__Task inputs__:
◆ ◆ ◆ ◆ ◆ ◆ ◆

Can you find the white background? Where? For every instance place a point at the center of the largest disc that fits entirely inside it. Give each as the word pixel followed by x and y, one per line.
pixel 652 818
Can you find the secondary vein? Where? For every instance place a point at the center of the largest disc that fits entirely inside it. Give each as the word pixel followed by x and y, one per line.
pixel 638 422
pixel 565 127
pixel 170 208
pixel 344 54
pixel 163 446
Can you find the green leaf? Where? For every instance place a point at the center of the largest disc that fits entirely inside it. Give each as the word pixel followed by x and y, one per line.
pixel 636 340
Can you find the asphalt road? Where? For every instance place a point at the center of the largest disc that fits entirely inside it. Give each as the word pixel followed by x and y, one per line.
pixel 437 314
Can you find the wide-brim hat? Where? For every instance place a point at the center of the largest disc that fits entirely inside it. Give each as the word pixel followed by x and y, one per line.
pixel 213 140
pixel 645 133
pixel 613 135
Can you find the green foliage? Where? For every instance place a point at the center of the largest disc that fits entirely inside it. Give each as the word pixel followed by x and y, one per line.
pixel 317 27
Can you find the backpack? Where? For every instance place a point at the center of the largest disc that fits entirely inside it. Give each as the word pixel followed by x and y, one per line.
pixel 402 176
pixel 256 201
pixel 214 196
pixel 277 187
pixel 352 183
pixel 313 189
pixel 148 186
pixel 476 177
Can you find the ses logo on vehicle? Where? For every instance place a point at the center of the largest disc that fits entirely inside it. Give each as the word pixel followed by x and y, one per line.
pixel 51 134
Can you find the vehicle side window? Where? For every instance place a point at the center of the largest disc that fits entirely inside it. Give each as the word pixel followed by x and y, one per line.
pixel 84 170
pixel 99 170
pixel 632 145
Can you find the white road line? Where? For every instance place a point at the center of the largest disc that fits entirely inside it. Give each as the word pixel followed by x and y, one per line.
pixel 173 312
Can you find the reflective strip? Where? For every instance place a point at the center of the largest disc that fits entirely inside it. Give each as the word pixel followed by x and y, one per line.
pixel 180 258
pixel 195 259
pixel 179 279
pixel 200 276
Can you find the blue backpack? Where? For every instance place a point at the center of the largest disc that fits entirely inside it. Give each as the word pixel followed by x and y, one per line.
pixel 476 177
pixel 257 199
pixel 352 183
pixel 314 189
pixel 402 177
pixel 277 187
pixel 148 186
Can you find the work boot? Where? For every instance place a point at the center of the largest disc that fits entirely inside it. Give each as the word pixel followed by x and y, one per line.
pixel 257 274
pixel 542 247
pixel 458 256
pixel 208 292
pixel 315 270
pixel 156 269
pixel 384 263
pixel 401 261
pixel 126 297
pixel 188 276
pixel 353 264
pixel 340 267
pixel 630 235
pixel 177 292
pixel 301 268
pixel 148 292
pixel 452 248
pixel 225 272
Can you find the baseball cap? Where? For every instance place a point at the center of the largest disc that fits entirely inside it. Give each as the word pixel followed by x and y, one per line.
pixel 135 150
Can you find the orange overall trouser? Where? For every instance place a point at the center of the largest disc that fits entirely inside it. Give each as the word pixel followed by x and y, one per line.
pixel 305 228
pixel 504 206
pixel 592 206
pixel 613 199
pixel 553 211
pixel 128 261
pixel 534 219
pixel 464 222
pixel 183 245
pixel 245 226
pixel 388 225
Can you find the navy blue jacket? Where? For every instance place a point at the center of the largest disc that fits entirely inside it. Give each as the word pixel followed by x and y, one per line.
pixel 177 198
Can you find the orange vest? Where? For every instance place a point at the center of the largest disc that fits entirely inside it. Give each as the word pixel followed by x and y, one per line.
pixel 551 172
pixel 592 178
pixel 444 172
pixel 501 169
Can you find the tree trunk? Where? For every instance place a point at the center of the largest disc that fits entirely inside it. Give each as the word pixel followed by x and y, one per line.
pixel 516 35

◆ ◆ ◆ ◆ ◆ ◆ ◆

__Do this__: Rewrite the listing above as a numbered list, from its first line through the line with "pixel 613 135", leaving out blank lines.

__Task output__:
1. Can you find the white background? Where? For every instance place a point at the center of the largest disc that fits entirely inside it. Give each as the word pixel followed by x and y, one per line.
2. pixel 652 818
3. Can you find the secondary vein? Where? For every instance place a point at the center of the largest disc that fits entirely inside it. Give each as the word pixel followed by x and y, one per line.
4. pixel 638 422
5. pixel 565 127
6. pixel 170 208
7. pixel 344 54
8. pixel 163 446
9. Can you find the green leaf? Where? For every instance place a point at the center of the largest disc that fits entirely inside it. Give each as the word pixel followed by x and y, one per line.
10. pixel 636 340
11. Can you find the asphalt road? Where? For every instance place a point at the center of the largest disc that fits entirely inside it. Give each as the word pixel followed by x and y, one per line.
12. pixel 437 314
13. Can you find the wide-brim hat? Where? For every instance place a point at the center of the largest disc that fits entirely inside it. Give each as the word pixel followed by x and y, one per line.
14. pixel 213 140
15. pixel 645 133
16. pixel 613 135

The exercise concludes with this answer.